Problèmes à résoudre:
(a) Reproduisez à l'identique le passage de l'arrêt qui commence par les mots contenant « Me Latournerie. » et se termine par « de la consommation. ».
(b) Indiquez, pour chacune des affirmations suivantes, si l'arrêt la confirme, en répondant par oui ou par non et en citant mot pour mot les termes décisifs de l'arrêt. (i) L'appel a été relevé à la fois par le prévenu et par le Ministère public. (ii) Les conserves en cause étaient des conserves de truffes de Chine. (iii) Les faits poursuivis sont réprimés par des articles du Code pénal.

Texte présenté:
^^^^^^^^

CA Bordeaux, 3e ch. corr., 19 janvier 1999, n° 97-000171

BORDEAUX

Arrêt

Confirmation

COMPOSITION DE LA JURIDICTION

Président :

M. Castagnede

Conseillers :

Mme Robert, M. Minvielle

Avocat :

Me Latournerie.

TGI Bergerac, du 21 janv. 1997

21 janvier 1997

FAITS

Par actes en date du 24 janvier 1997 reçus au secrétariat-greffe du Tribunal de grande instance de Bergerac, le prévenu et le Ministère public ont relevé appel d'un jugement rendu contradictoirement par ledit tribunal le 21 janvier 1997 à l'encontre de Pierre B poursuivi comme prévenu:

- d'avoir à Vézac (24) en tout cas sur le territoire national, courant 1995 et les 9 janvier 1995, 16 janvier 1995, 23 janvier 1995, 30 janvier 1995, 6 février 1995, le 19 février 1995, trompé les Etablissements Ussel, la SA Sovecope, contractants, sur les qualités substantielles, l'aptitude à l'emploi, de conserves de truffes de Chine présentant des signes d'altération.

Faits prévus et réprimés par les articles L. 213-1, L. 216-2 et L. 216-3 du Code de la consommation.

^^^^^^^^

Données fournies:
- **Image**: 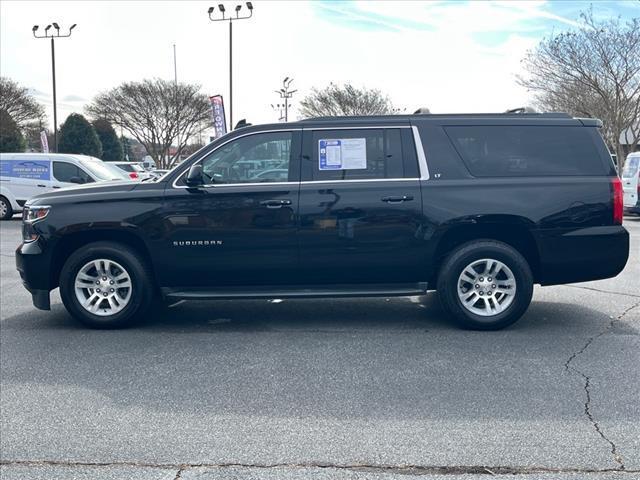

^^^^^^^^

Solutions des exercices:
(a)
Me Latournerie.

TGI Bergerac, du 21 janv. 1997

21 janvier 1997

FAITS

Par actes en date du 24 janvier 1997 reçus au secrétariat-greffe du Tribunal de grande instance de Bergerac, le prévenu et le Ministère public ont relevé appel d'un jugement rendu contradictoirement par ledit tribunal le 21 janvier 1997 à l'encontre de Pierre B poursuivi comme prévenu:

- d'avoir à Vézac (24) en tout cas sur le territoire national, courant 1995 et les 9 janvier 1995, 16 janvier 1995, 23 janvier 1995, 30 janvier 1995, 6 février 1995, le 19 février 1995, trompé les Etablissements Ussel, la SA Sovecope, contractants, sur les qualités substantielles, l'aptitude à l'emploi, de conserves de truffes de Chine présentant des signes d'altération.

Faits prévus et réprimés par les articles L. 213-1, L. 216-2 et L. 216-3 du Code de la consommation.

(b)
(i) Oui : « le prévenu et le Ministère public ont relevé appel ».
(ii) Oui : « de conserves de truffes de Chine présentant des signes d'altération ».
(iii) Non : « articles L. 213-1, L. 216-2 et L. 216-3 du Code de la consommation ».